Content starts

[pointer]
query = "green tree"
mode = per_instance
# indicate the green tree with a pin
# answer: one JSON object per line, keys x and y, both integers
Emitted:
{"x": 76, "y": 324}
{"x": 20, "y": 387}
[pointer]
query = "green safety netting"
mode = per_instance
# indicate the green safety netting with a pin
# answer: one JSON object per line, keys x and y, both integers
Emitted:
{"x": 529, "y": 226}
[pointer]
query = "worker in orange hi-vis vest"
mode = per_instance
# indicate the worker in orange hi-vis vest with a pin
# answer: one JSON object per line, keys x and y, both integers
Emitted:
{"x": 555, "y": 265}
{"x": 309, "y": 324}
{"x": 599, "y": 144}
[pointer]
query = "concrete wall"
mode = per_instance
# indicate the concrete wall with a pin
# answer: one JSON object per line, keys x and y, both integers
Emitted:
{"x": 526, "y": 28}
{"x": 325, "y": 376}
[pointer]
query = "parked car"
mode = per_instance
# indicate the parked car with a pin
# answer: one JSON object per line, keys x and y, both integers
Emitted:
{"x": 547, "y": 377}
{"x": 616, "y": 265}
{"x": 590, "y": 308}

Content ends

■ **What you are asked to do**
Return every line of the listing above that contains "concrete".

■ **Answer section**
query = "concrete wall"
# indicate the concrete wall with a pin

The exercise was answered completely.